What you will do:
**1)** Reproduce the stretch of the passage on Todd Crannell from "Todd Crannell is the" through "longer the case.".
**2)** In the passage on Todd Crannell, which organization formerly certified him to represent players in contract negotiations with NFL teams?
**3)** Carry the passage on Todd Crannell forward from where it stops.

-- Selected extract follows --

Todd Crannell is an NFL and Entertainment agent. His agency, Q2 Sports and Entertainment, represents athletes, models, celebrities and TV personalities. Some of the company's best known clients include Glen Coffee (Retired San Francisco 49ers Running Back), Bam Margera (MTV personality), Vida Guerra (model), Pauly Shore (comedian), and Kerron Clement (Olympic track & field sprinter).

==Q2 Sports and Entertainment==

Todd Crannell is the President and Founder of Q2 Sports & Entertainment, a sports and entertainment talent agency. He also managed the daily operations of the NFL Division and served as the day-to-day agent for Q2's football clients. He was formerly certified by the National Football League Players Association to represent players in contract negotiations with NFL teams, though that is no longer the case.

-- Selected extract concluded --
-- Collected data follows --

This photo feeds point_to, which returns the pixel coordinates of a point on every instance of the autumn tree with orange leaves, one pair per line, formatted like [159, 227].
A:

-- Collected data concluded --

Responses per task:
**1)**
Todd Crannell is the President and Founder of Q2 Sports & Entertainment, a sports and entertainment talent agency. He also managed the daily operations of the NFL Division and served as the day-to-day agent for Q2's football clients. He was formerly certified by the National Football League Players Association to represent players in contract negotiations with NFL teams, though that is no longer the case.

**2)** The National Football League Players Association.

**3)**
==Work experience==

Before he started Q2, Crannell served as Director of the Sports Division and Sales Staff at Irene Marie Agency, a Florida-based talent-agency. He also worked for the United States Department of Labor as an economist. He conducted research and co-published the economic report “Employment Situation,” which provided analysis used by the Congress and the White House.

==Education==

Crannell completed his graduate school studies in England at the Oxford University. While at Oxford, Crannell completed his MBA degree. He was educated on business skills.

Crannell completed his undergraduate studies at Florida State University. Before graduating, Crannell was named Humanitarian of the Year for the Social Science College for his service to the community.